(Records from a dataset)
- - - -

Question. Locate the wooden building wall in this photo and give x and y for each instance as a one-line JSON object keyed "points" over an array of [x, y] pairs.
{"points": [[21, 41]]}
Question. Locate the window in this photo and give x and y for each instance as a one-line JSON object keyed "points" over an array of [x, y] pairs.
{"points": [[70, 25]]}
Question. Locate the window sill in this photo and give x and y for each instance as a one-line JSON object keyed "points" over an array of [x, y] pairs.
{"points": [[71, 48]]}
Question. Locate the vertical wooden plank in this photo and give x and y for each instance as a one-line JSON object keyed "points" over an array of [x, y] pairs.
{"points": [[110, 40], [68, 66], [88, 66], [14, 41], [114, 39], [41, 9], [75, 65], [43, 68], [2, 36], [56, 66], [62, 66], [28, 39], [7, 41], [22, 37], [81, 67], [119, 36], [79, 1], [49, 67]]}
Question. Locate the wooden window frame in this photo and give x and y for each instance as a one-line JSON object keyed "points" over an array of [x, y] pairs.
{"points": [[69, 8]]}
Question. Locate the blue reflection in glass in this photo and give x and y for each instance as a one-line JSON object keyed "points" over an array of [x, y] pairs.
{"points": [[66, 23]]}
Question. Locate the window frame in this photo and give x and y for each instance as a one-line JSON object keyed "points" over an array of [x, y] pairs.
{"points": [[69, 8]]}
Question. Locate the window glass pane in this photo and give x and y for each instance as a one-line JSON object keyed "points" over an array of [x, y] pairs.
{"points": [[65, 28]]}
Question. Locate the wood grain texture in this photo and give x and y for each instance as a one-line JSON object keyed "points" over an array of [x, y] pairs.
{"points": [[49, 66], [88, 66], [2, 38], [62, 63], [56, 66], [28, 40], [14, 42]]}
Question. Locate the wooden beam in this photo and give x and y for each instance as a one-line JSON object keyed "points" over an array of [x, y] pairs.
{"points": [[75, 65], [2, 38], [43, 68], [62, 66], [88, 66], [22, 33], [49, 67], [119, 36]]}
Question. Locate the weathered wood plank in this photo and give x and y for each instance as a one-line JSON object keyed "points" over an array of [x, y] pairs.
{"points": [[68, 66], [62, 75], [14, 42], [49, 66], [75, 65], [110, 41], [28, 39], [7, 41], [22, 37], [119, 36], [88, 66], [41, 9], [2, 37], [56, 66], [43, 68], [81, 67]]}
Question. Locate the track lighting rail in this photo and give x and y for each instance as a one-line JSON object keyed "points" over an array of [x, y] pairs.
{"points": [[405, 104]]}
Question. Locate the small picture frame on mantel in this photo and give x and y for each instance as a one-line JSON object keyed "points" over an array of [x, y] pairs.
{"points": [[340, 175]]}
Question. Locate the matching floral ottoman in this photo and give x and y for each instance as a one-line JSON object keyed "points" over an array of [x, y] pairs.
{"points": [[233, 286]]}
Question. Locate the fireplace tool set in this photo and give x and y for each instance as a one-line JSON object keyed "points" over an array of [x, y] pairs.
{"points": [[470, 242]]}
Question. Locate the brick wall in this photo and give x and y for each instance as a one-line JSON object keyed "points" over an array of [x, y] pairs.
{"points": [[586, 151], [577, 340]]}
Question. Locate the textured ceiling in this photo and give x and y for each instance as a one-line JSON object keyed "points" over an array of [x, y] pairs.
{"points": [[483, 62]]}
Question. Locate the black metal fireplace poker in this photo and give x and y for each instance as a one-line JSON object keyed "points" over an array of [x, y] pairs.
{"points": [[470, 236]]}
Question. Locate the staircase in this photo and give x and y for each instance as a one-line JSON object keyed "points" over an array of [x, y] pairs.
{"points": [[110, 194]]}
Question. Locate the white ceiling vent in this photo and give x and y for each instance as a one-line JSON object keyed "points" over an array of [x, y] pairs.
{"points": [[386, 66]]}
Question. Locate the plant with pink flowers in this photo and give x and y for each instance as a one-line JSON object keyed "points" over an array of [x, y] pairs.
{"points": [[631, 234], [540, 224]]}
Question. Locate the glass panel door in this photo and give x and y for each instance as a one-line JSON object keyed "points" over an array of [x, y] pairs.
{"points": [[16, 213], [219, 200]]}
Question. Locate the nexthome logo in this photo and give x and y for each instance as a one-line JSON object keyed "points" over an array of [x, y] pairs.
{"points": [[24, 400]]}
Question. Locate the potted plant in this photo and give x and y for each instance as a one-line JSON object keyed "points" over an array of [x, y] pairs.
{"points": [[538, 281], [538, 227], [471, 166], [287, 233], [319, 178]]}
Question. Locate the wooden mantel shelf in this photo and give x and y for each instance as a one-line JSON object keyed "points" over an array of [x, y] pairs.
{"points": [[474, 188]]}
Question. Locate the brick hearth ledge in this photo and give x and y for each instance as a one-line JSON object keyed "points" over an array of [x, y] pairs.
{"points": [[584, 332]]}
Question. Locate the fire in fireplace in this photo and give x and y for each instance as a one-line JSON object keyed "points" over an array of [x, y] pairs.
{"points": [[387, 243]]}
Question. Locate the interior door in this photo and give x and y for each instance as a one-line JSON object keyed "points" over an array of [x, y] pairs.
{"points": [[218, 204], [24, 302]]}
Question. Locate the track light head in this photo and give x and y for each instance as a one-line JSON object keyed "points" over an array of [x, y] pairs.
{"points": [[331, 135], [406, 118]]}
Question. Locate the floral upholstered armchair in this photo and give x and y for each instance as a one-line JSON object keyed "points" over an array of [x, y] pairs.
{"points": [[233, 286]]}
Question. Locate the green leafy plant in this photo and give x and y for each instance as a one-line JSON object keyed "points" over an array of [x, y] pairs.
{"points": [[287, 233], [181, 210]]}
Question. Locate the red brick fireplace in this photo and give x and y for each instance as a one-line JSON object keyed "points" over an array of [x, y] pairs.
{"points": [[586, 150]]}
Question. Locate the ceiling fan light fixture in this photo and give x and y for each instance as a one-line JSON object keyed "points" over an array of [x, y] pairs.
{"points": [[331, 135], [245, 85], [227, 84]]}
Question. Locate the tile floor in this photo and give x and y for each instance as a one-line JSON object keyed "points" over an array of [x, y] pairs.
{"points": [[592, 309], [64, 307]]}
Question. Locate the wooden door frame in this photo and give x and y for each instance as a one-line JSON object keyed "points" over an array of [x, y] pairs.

- - - -

Description of the task:
Return every line of the listing above without changing anything.

The reply:
Question. Locate the wooden building wall in this photo and give x and y for each instance as a one-line JSON object keyed "points" over an array of [x, y] pairs.
{"points": [[21, 41]]}
Question. Locate the window in this photo and give x and y for each instance as a one-line JSON object keyed "points" over an array of [x, y] pairs.
{"points": [[70, 25]]}
Question. Locate the window sill in this photo and give x and y for each instance as a one-line JSON object keyed "points" over an array of [x, y] pairs.
{"points": [[71, 48]]}
Question. Locate the vertical wooden plank in this photo and give x and y for each instance as a one-line JSON object keyed "points" over an array of [x, y] pairs.
{"points": [[110, 40], [68, 66], [88, 66], [14, 41], [114, 39], [41, 9], [75, 65], [43, 68], [2, 36], [56, 66], [62, 66], [28, 39], [7, 41], [22, 37], [81, 67], [119, 36], [79, 1], [49, 67]]}
Question. Locate the wooden window frame in this photo and give x and y for each instance as a one-line JSON object keyed "points" over an array of [x, y] pairs.
{"points": [[69, 8]]}
Question. Locate the blue reflection in glass in this photo and give x and y for each instance as a one-line JSON object keyed "points" over an array of [x, y] pairs.
{"points": [[66, 23]]}
Question. Locate the window frame in this photo and give x and y for each instance as a one-line JSON object keyed "points" over an array of [x, y] pairs.
{"points": [[69, 8]]}
Question. Locate the window glass pane in this photo and give x and y for each instance as a one-line JSON object keyed "points" over an array of [x, y] pairs.
{"points": [[65, 28]]}
Question. Locate the wood grain texture in this photo and give x and y for each instance as a one-line JSON object keyed "points" over an array of [x, y] pairs.
{"points": [[49, 66], [88, 66], [2, 38], [62, 63], [56, 66], [28, 40], [14, 42]]}
Question. Locate the wooden beam in this photo and give x and y for each instance as a one-line JSON object keyed "points" over an array of [x, y] pairs.
{"points": [[75, 65], [2, 38], [43, 68], [62, 66], [88, 66], [22, 33], [49, 67], [119, 36]]}
Question. Locate the weathered wood plank in this photo and give x and y for each instance as a one-line JSON object keyed "points" over an array of [x, y] pairs.
{"points": [[68, 66], [62, 75], [14, 42], [49, 66], [75, 65], [110, 41], [28, 39], [7, 41], [22, 37], [119, 36], [88, 66], [41, 9], [2, 37], [56, 66], [43, 68], [81, 67]]}
Question. Locate the track lighting rail in this photo and give x and y for each instance as a one-line JSON object keyed "points" over an array of [x, y] pairs.
{"points": [[405, 104]]}
Question. Locate the small picture frame on mantel in this photo and give x and y for each instance as a one-line JSON object keyed "points" over an array of [x, y] pairs.
{"points": [[340, 175]]}
Question. Locate the matching floral ottoman in this photo and give x and y for each instance as a one-line JSON object keyed "points" over an array of [x, y] pairs.
{"points": [[233, 286]]}
Question. Locate the fireplace tool set in this photo and give x and y for each instance as a one-line JSON object keyed "points" over an array of [x, y] pairs.
{"points": [[470, 242]]}
Question. Locate the brick wall in this photo and give x and y for each instance as a one-line JSON object keyed "points" over an array of [x, y] pairs.
{"points": [[586, 151], [577, 340]]}
Question. Locate the textured ceiling in this photo and give x and y for each instance as a one-line JSON object keyed "points" over an array of [x, y] pairs.
{"points": [[483, 62]]}
Question. Locate the black metal fireplace poker in this photo and give x and y for each instance as a one-line JSON object keyed "points" over an array of [x, y] pairs.
{"points": [[470, 236]]}
Question. Locate the staircase in this photo and give x and y for each instance as a one-line JSON object keyed "points" over an array of [x, y] pairs.
{"points": [[110, 194]]}
Question. Locate the white ceiling vent in this photo and give x and y for each instance as a one-line JSON object keyed "points" over an array of [x, y] pairs.
{"points": [[386, 66]]}
Question. Locate the plant with pink flowers in this photo and give x and y for each instance as a one-line JSON object keyed "points" over an array of [x, y] pairs.
{"points": [[631, 234], [540, 224]]}
Question. Locate the glass panel door in this photo and give x and y for each instance as a one-line JSON object keyed "points" over an array of [x, y] pairs.
{"points": [[16, 213], [219, 200]]}
Question. Locate the nexthome logo in this photo and give x and y for each instance as a one-line JSON object keyed "points" over an array of [x, y] pairs.
{"points": [[24, 400]]}
Question. Locate the potted plant in this photo and give x and y for each instance as a one-line JSON object keyed "points" over an array of [x, y] pairs.
{"points": [[538, 281], [538, 227], [471, 166], [287, 233], [319, 178]]}
Question. Locate the wooden mantel shelf in this photo and give x and y for each instance as a one-line JSON object keyed "points" over an array of [x, y] pairs.
{"points": [[474, 188]]}
Question. Locate the brick hearth ledge in this photo and give x and y for each instance as a one-line JSON object keyed "points" over an array of [x, y] pairs.
{"points": [[584, 332]]}
Question. Locate the fire in fireplace in this photo and give x and y for each instance as a one-line JSON object keyed "points" over an array of [x, y] pairs.
{"points": [[387, 243]]}
Question. Locate the interior door in this photo and give x and y for each instance as a one-line JSON object keyed "points" over an array of [x, y] pairs.
{"points": [[218, 204], [24, 302]]}
Question. Locate the track light head in this photo and give x and y for each instance as a one-line JSON object keyed "points" over an array of [x, y] pairs.
{"points": [[331, 135], [406, 118]]}
Question. Locate the floral upholstered armchair in this photo and give x and y for each instance as a one-line JSON object keyed "points" over an array of [x, y] pairs.
{"points": [[233, 286]]}
Question. Locate the green leafy plant in this photo and give x and y for each instance as a one-line JSON object keyed "points" over an array of [x, y] pairs.
{"points": [[287, 233], [181, 210]]}
Question. Locate the red brick fireplace in this photo and give x and y for each instance as a one-line JSON object keyed "points" over an array of [x, y] pairs.
{"points": [[586, 150]]}
Question. Locate the ceiling fan light fixture in this photo and give x and y for each instance as a one-line JSON object keyed "points" over an array of [x, y] pairs.
{"points": [[331, 135], [245, 85], [227, 84]]}
Question. Locate the tile floor in this photo and give x and y for each instance as a one-line JSON object keyed "points" over an array of [x, y] pairs.
{"points": [[592, 309], [64, 307]]}
Question. Locate the wooden door frame in this photo and give x and y for each instance as a one-line JSON object keyed "points" over an array of [x, y] pairs.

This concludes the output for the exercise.